— Problem description —
Return the lines beginning at the one that contains "Can you see the palomino" and continuing to the end of the entries, including both ends, exactly as written and nothing else.

Saved entries:
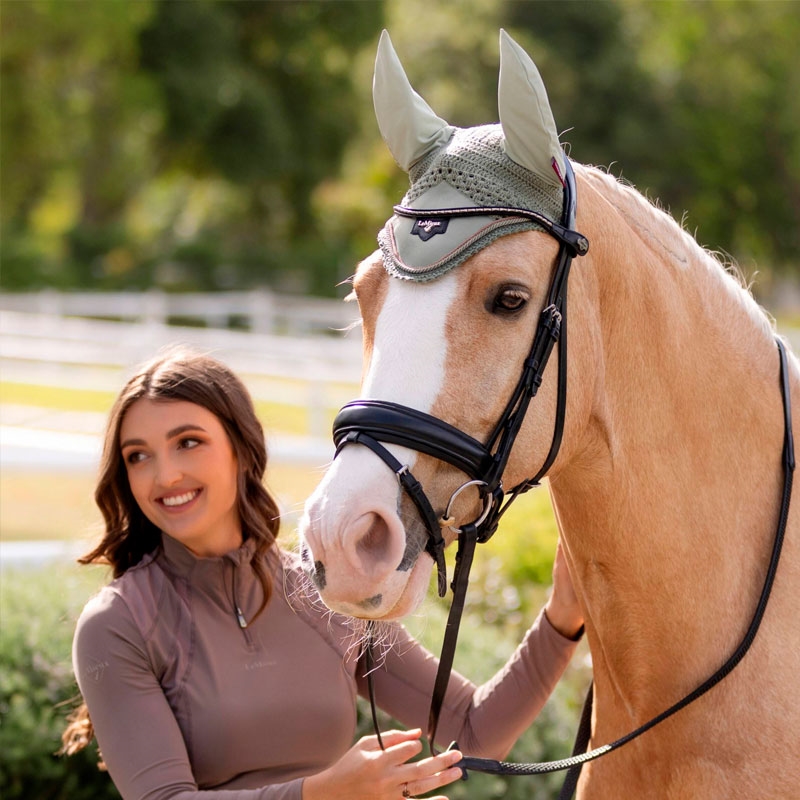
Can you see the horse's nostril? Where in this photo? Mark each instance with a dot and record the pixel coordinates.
(316, 573)
(374, 541)
(319, 575)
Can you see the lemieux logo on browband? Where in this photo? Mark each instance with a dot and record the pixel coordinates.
(428, 228)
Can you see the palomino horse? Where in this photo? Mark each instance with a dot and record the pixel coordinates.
(668, 480)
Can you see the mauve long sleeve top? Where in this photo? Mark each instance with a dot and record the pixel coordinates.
(187, 703)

— Task response —
Can you see the palomino horse? Where in this photo? Mark each instance with a dot and record the pixel coordinates.
(668, 480)
Can you see the mauve long sleeve top? Where in this photo? Mark each instance with a dot and record the pixel coordinates.
(187, 703)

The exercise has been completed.